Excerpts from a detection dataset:
===
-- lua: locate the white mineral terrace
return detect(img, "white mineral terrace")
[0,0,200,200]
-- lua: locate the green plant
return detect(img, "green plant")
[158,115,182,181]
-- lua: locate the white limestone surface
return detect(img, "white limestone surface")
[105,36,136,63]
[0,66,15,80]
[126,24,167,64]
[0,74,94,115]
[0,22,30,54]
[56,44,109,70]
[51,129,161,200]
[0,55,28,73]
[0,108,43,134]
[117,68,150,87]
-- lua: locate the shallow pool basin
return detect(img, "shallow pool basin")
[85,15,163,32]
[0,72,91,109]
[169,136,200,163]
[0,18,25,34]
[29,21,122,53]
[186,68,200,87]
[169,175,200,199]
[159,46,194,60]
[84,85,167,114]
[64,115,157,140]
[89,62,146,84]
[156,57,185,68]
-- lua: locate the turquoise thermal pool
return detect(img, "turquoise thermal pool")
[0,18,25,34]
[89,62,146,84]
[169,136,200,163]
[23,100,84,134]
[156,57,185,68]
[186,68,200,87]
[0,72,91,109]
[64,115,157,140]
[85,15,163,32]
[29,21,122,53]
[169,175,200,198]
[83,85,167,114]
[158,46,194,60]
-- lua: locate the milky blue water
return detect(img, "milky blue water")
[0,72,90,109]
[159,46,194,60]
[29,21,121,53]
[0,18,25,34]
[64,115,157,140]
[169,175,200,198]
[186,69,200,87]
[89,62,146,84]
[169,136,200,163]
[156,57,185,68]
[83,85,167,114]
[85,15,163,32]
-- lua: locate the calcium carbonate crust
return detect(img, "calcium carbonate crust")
===
__What the task requires__. Copy out word for word every line from the one containing "-- lua: locate the shallow pool basin" through the final line above, with both of those lines included.

__Answer to the task__.
-- lua: locate the shallow pool basin
return detect(img, "shallow pool basin")
[85,15,163,32]
[0,72,91,109]
[169,136,200,163]
[0,18,25,34]
[29,21,122,53]
[186,68,200,87]
[169,175,200,199]
[159,46,194,60]
[84,85,167,114]
[64,115,157,140]
[89,62,146,84]
[156,57,185,68]
-- lua: locate the turquoise thermal pool
return detect(img, "turquoise thermal pool")
[0,18,25,34]
[89,62,146,84]
[169,136,200,163]
[23,100,84,134]
[156,57,185,68]
[186,68,200,87]
[0,72,91,109]
[64,115,157,140]
[85,15,163,32]
[29,21,122,53]
[169,175,200,198]
[83,85,167,114]
[158,46,194,60]
-- lua: locate the milky blue water
return detect(img, "milky blue water")
[0,72,90,109]
[159,46,194,60]
[29,21,121,53]
[0,18,25,34]
[64,115,157,140]
[169,175,200,198]
[186,69,200,87]
[89,62,146,84]
[169,136,200,163]
[156,57,185,68]
[83,85,167,114]
[85,15,163,32]
-- lua: locate the calcium carbonate crust
return detect(img, "calcium carbonate crust")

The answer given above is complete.